Trecho para leitura »
****************************************

Em termos práticos, esta adesão pode ser apurada através de diversos indicadores, por exemplo, a partir do número de trabalhos publicados ou do número de citações dos estudos publicados acerca da proposta teórica em questão ou, também, por meio do número de grupos e centros de investigação dedicados ao seu estudo e aprofundamento etc.

Isto significa que somente é influente o programa ou instituição que consegue obter, quanto ao conhecimento produzido, a maior adesão da comunidade científica. Aquele que possui o maior número de egressos absorvidos como docentes de outros programas, ao contrário, nos parece ter maior possibilidade de influenciar os demais com a divulgação de escolas de pensamento, acaso existentes, e isto porquanto tornam-se estes egressos os seus maiores e diretos divulgadores.

****************************************

Linhas de um conjunto de dados de marcação de caixas:
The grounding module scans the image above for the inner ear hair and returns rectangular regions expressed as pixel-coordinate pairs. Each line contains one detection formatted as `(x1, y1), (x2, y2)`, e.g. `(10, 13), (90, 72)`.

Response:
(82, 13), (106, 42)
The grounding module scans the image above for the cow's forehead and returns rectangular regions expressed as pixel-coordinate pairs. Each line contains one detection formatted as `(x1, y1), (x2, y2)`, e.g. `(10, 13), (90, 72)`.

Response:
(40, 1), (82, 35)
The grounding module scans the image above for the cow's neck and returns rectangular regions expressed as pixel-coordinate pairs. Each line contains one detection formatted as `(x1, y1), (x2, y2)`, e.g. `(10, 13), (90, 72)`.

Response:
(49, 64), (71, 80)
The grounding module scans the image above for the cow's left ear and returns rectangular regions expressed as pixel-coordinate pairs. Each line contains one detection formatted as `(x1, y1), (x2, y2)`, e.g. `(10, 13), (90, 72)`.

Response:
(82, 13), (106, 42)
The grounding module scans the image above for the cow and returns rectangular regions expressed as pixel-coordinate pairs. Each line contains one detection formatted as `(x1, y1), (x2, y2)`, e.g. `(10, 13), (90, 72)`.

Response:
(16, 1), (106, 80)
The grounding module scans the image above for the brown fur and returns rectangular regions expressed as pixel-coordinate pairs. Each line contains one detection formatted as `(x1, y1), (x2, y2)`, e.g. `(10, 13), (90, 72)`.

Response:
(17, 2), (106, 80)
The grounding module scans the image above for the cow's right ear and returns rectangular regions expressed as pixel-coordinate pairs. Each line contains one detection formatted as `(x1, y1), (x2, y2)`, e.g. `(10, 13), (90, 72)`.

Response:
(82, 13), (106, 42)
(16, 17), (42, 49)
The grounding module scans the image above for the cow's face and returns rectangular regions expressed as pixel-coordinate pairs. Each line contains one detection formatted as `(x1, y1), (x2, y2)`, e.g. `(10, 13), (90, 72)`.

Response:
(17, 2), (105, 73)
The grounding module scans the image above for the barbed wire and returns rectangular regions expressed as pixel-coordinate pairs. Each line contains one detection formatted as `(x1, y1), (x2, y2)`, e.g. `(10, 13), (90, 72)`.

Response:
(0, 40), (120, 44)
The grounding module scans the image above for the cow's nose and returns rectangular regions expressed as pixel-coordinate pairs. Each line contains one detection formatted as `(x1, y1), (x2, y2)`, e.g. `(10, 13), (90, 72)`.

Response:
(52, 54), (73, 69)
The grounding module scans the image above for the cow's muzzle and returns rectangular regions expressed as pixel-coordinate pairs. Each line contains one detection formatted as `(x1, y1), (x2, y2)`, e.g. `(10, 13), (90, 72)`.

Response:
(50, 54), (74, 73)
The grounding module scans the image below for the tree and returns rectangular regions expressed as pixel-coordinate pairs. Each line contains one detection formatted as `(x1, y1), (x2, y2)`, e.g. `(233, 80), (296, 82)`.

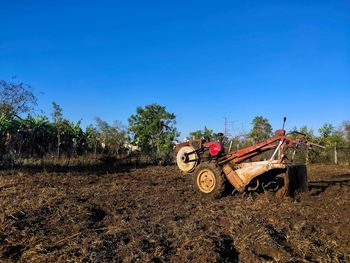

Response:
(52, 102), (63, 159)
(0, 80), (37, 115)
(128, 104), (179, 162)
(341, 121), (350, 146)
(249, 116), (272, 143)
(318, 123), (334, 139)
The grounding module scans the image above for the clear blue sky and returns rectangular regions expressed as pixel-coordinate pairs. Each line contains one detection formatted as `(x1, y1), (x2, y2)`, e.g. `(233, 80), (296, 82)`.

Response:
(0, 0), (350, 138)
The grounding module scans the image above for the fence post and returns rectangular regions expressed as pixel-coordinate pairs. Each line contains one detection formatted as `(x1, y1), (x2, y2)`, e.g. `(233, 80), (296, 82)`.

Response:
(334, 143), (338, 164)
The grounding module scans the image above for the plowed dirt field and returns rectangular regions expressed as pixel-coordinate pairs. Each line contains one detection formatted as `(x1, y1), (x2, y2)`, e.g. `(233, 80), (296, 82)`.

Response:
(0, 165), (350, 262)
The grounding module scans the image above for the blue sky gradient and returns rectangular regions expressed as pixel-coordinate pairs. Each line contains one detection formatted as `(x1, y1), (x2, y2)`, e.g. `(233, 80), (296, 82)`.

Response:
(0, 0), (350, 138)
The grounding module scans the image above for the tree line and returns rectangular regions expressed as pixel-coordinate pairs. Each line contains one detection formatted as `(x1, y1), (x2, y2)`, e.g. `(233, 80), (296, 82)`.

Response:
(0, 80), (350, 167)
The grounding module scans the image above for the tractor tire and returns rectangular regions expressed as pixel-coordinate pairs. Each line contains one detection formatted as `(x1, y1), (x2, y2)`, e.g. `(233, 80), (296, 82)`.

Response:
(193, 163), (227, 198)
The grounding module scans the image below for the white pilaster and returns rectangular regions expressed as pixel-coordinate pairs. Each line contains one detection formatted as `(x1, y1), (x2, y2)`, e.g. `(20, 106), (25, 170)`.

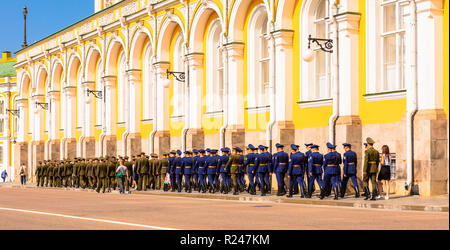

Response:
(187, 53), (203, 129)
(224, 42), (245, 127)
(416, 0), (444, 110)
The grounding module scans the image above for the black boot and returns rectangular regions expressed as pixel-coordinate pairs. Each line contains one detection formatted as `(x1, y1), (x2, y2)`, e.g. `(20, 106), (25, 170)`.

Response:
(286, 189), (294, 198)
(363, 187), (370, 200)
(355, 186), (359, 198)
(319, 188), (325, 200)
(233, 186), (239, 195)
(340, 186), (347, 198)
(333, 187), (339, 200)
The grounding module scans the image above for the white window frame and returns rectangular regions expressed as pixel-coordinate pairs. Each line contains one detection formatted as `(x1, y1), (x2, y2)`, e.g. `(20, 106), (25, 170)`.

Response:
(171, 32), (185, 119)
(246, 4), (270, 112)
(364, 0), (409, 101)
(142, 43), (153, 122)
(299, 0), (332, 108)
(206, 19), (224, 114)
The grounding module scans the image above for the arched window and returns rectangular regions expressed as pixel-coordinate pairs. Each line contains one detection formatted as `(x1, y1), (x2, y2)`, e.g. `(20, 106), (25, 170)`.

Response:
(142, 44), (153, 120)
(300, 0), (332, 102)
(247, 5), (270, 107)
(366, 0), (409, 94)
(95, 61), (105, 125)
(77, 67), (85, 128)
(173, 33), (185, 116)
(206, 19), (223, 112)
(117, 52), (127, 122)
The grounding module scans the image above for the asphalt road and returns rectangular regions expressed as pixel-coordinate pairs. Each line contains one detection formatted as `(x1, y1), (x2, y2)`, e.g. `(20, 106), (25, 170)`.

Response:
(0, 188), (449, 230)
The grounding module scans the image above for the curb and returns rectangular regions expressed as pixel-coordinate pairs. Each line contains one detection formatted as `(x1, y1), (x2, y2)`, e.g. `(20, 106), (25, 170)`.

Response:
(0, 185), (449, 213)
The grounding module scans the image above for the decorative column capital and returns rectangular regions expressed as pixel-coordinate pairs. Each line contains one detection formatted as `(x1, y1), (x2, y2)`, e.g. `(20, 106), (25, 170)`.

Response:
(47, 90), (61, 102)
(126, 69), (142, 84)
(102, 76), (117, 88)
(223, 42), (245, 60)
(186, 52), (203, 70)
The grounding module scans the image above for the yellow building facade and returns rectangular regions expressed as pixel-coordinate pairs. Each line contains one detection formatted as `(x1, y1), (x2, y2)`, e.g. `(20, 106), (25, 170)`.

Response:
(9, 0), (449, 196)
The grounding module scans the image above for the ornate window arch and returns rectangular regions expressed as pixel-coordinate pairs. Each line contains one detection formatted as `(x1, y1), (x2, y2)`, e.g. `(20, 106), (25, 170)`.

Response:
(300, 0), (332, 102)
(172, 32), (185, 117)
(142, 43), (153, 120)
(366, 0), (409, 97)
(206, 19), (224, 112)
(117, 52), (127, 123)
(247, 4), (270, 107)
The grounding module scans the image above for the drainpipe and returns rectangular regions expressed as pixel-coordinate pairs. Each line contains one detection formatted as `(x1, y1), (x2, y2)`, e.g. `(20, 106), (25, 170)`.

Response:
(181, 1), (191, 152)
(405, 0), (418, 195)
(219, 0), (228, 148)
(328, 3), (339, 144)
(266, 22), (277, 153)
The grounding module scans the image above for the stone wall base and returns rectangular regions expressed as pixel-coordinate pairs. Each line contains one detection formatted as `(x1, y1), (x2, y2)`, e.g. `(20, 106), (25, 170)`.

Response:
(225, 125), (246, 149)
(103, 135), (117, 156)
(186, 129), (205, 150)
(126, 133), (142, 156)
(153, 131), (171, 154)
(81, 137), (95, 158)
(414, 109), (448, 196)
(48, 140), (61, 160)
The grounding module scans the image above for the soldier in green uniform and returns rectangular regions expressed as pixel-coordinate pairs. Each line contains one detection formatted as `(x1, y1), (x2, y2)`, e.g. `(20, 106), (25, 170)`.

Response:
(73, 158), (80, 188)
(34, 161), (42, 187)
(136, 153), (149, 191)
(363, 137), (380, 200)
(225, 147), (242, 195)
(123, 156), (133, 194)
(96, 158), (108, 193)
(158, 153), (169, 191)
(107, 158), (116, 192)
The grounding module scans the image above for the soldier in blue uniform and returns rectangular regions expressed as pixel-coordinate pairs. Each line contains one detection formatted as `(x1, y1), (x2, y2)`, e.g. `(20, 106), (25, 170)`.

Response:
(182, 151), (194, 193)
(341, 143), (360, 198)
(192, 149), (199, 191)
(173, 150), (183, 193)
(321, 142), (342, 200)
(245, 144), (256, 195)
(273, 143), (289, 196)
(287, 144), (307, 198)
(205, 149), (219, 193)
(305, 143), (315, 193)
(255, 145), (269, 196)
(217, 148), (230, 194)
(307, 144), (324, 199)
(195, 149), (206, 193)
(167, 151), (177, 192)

****************************************

Tarefa proposta 1 » Transcreva do trecho a parte que começa em "Em termos práticos, esta" e termina em "e diretos divulgadores.".
Tarefa proposta 2 »
Responda, com base no trecho:
(a) Que indicadores o trecho cita como exemplos para medir a adesão?
(b) Segundo o trecho, qual programa ou instituição é influente?
(c) Quem o trecho aponta como os maiores e diretos divulgadores das escolas de pensamento?
Esses dados não têm nenhuma relação com o trecho.

Resposta completa 1 »
Em termos práticos, esta adesão pode ser apurada através de diversos indicadores, por exemplo, a partir do número de trabalhos publicados ou do número de citações dos estudos publicados acerca da proposta teórica em questão ou, também, por meio do número de grupos e centros de investigação dedicados ao seu estudo e aprofundamento etc.

Isto significa que somente é influente o programa ou instituição que consegue obter, quanto ao conhecimento produzido, a maior adesão da comunidade científica. Aquele que possui o maior número de egressos absorvidos como docentes de outros programas, ao contrário, nos parece ter maior possibilidade de influenciar os demais com a divulgação de escolas de pensamento, acaso existentes, e isto porquanto tornam-se estes egressos os seus maiores e diretos divulgadores.

Resposta completa 2 »
(a) O número de trabalhos publicados, o número de citações dos estudos publicados sobre a proposta teórica e o número de grupos e centros de investigação dedicados ao seu estudo e aprofundamento.
(b) Aquele que consegue obter, quanto ao conhecimento produzido, a maior adesão da comunidade científica.
(c) Os egressos absorvidos como docentes de outros programas.